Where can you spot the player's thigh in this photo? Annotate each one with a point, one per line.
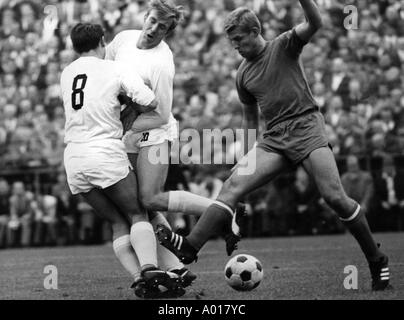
(133, 160)
(124, 195)
(321, 166)
(265, 166)
(152, 168)
(104, 207)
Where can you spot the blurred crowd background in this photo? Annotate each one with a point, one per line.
(355, 75)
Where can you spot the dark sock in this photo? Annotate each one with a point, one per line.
(359, 228)
(210, 224)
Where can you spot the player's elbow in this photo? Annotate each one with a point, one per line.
(316, 23)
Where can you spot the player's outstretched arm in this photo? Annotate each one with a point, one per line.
(313, 21)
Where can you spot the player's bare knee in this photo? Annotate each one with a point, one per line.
(335, 198)
(120, 229)
(229, 193)
(148, 201)
(139, 218)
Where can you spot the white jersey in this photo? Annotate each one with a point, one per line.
(90, 88)
(156, 68)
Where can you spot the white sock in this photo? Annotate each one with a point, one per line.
(126, 255)
(167, 260)
(187, 202)
(144, 242)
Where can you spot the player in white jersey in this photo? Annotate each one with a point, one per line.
(95, 160)
(146, 52)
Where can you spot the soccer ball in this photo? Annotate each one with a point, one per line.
(243, 272)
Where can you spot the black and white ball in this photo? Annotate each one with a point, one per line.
(243, 272)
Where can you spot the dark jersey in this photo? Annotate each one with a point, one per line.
(275, 80)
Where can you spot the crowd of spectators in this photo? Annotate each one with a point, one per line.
(353, 65)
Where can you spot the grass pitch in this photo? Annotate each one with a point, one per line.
(307, 268)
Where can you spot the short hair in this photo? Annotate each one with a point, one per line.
(242, 18)
(86, 36)
(167, 10)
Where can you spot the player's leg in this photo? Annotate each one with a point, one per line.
(166, 259)
(124, 195)
(152, 177)
(322, 167)
(152, 196)
(120, 230)
(219, 215)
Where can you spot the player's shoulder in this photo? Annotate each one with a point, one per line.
(127, 34)
(165, 56)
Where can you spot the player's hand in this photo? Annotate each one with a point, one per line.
(128, 117)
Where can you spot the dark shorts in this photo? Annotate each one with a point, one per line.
(296, 138)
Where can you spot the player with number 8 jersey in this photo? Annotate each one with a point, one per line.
(95, 160)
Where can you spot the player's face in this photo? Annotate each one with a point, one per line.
(243, 42)
(155, 29)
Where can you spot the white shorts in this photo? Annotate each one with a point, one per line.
(133, 141)
(97, 164)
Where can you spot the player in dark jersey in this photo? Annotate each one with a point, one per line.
(271, 77)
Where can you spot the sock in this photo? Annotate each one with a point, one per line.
(144, 242)
(126, 255)
(359, 228)
(166, 259)
(187, 202)
(210, 224)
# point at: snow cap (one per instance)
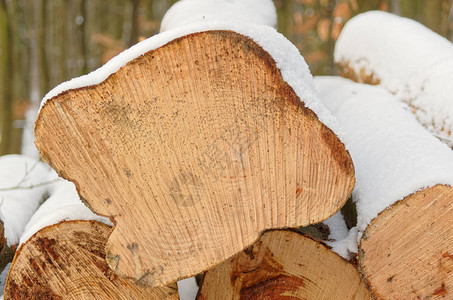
(63, 205)
(393, 155)
(249, 11)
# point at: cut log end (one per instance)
(194, 148)
(407, 251)
(67, 261)
(284, 265)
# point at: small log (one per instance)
(418, 71)
(24, 185)
(67, 261)
(194, 148)
(284, 264)
(403, 193)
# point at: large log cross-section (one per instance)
(193, 149)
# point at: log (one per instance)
(418, 71)
(24, 185)
(284, 264)
(195, 147)
(403, 193)
(6, 252)
(67, 261)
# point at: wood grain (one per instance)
(193, 149)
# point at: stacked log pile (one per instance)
(199, 145)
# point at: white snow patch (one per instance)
(63, 205)
(189, 11)
(393, 155)
(411, 61)
(3, 277)
(187, 289)
(24, 184)
(293, 68)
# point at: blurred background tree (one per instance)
(45, 42)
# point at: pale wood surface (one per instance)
(193, 149)
(67, 261)
(284, 264)
(407, 251)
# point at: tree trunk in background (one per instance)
(133, 38)
(82, 34)
(6, 70)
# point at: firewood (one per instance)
(6, 252)
(407, 251)
(281, 264)
(403, 193)
(406, 58)
(67, 261)
(196, 147)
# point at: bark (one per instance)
(406, 250)
(67, 261)
(6, 252)
(284, 265)
(215, 170)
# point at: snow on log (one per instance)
(189, 11)
(196, 146)
(64, 204)
(284, 264)
(24, 185)
(406, 58)
(67, 261)
(403, 193)
(6, 252)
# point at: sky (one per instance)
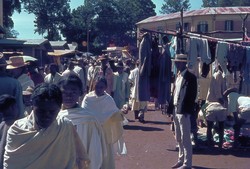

-- -- --

--- Directions ---
Please convert every line of the items above into a JSON list of strings, one string per line, skipping blank lines. Leave the pictures out of the answer.

--- Response to the exercise ---
[
  "Where can you spot the player's thigh in this photo? Annotate each one with a point, one per line.",
  "(133, 160)",
  "(124, 195)",
  "(321, 166)",
  "(265, 166)",
  "(152, 168)",
  "(104, 207)",
  "Where can you spot the blurred crowd background in this photo? Annotate each one with a point, one per line.",
  "(355, 75)",
  "Where can you spot the dark sock in this photo? Annotate each one with a point, one per line.",
  "(359, 228)",
  "(210, 224)",
  "Where can you spot the player's elbow in this photo? Annotate each one with a point, one per line.",
  "(316, 23)",
  "Where can you spot the player's outstretched arm in this photo? Annotate each one with a point, one per line.",
  "(313, 21)",
  "Where can you spot the player's bare knee in this photo? Annotate each one with a point, one per line.",
  "(335, 198)",
  "(120, 229)",
  "(229, 193)",
  "(148, 201)",
  "(139, 218)",
  "Where can you spot the white jersey in this photo? Annotate each one with a point, one per line.",
  "(90, 88)",
  "(156, 68)",
  "Where can you spot the white sock in this photo? Annotate each one with a point, one per line.",
  "(126, 255)",
  "(167, 260)",
  "(187, 202)",
  "(144, 242)",
  "Where can you spot the player in white jersey in this photo? Annotate each one with a point, one per line.",
  "(95, 160)",
  "(146, 52)",
  "Where can you spot the soccer ball in this photo? Annotate each one with a point, one per line.",
  "(243, 272)",
  "Where can you spot the black and white ball in this photo? Annotate each one with a point, one per line.",
  "(243, 272)",
  "Where can you spot the dark jersey in this photo? Annotate each one with a point, one per line.",
  "(275, 80)",
  "Where can you spot the crowd of spectators in this photo? Annotate each one with a point, one per line.",
  "(353, 65)",
  "Where can you spot the grass pitch in this photo? Annotate each one with a point, one per line.",
  "(307, 268)",
  "Where can you spot the short hair in this photo? Annotate each one with a point, one per line.",
  "(242, 18)",
  "(86, 36)",
  "(167, 10)",
  "Where can you spot the player's leg in this photo? Annotate each one with a point, one per line.",
  "(166, 259)",
  "(124, 195)",
  "(152, 177)",
  "(322, 167)",
  "(152, 196)",
  "(120, 230)",
  "(219, 215)",
  "Where can you spot the player's shoulder in this photo? Annotate each one with a point, one per line.",
  "(127, 34)",
  "(165, 56)",
  "Where can you spot the player's hand in this photo? Annotate each one with a point, one per line.",
  "(128, 117)",
  "Where can you spot the dark shorts in this photo? Annotate each one with a point, one per line.",
  "(296, 138)",
  "Where can you spot the player with number 8 jersey in this photo? Annotate each one with a point, one per line.",
  "(95, 160)",
  "Where can you spot the player's face in this photo? Annotate each one with a point, one per line.",
  "(243, 42)",
  "(155, 29)",
  "Where can you spot the white shorts in this photo? Annotate each one with a point, one per line.",
  "(133, 141)",
  "(97, 164)",
  "Where can you spot the player in dark jersey in this photo? Annotate each one with a point, one per line.",
  "(271, 77)",
  "Where can you spot the sock in this photo? Annotate each one with a point, one per line.",
  "(144, 242)",
  "(126, 255)",
  "(359, 228)",
  "(166, 259)",
  "(187, 202)",
  "(210, 224)",
  "# point at: snow cap (one per instance)",
  "(63, 205)",
  "(393, 155)",
  "(249, 11)",
  "# point at: cut log end (one per instance)",
  "(194, 148)",
  "(407, 251)",
  "(67, 261)",
  "(284, 265)",
  "# point at: small log (one per instance)",
  "(418, 71)",
  "(24, 185)",
  "(67, 261)",
  "(194, 148)",
  "(284, 264)",
  "(403, 193)",
  "# point at: large log cross-section (one per instance)",
  "(193, 149)",
  "# point at: log (one per instance)",
  "(418, 71)",
  "(24, 185)",
  "(284, 264)",
  "(195, 147)",
  "(403, 193)",
  "(6, 252)",
  "(67, 261)",
  "# point at: wood grain (one per instance)",
  "(193, 149)",
  "# point at: stacked log pile (one per instance)",
  "(199, 145)",
  "# point at: white snow patch (one per instance)",
  "(63, 205)",
  "(189, 11)",
  "(393, 155)",
  "(411, 61)",
  "(3, 277)",
  "(187, 289)",
  "(24, 184)",
  "(293, 68)",
  "# point at: blurred background tree (one per instance)",
  "(45, 42)",
  "# point at: pale wood surface (one per instance)",
  "(193, 149)",
  "(67, 261)",
  "(284, 264)",
  "(407, 251)",
  "# point at: tree trunk in background (one per instance)",
  "(133, 38)",
  "(82, 34)",
  "(6, 70)",
  "# point at: firewood (one per instance)",
  "(6, 252)",
  "(407, 251)",
  "(281, 264)",
  "(403, 193)",
  "(406, 58)",
  "(67, 261)",
  "(196, 147)",
  "# point at: bark (one per instance)",
  "(406, 250)",
  "(67, 261)",
  "(6, 252)",
  "(284, 265)",
  "(215, 170)",
  "# point at: snow on log (one per instance)",
  "(189, 11)",
  "(196, 146)",
  "(64, 204)",
  "(284, 264)",
  "(24, 185)",
  "(406, 58)",
  "(67, 261)",
  "(403, 193)",
  "(6, 252)",
  "# point at: sky (one per instance)"
]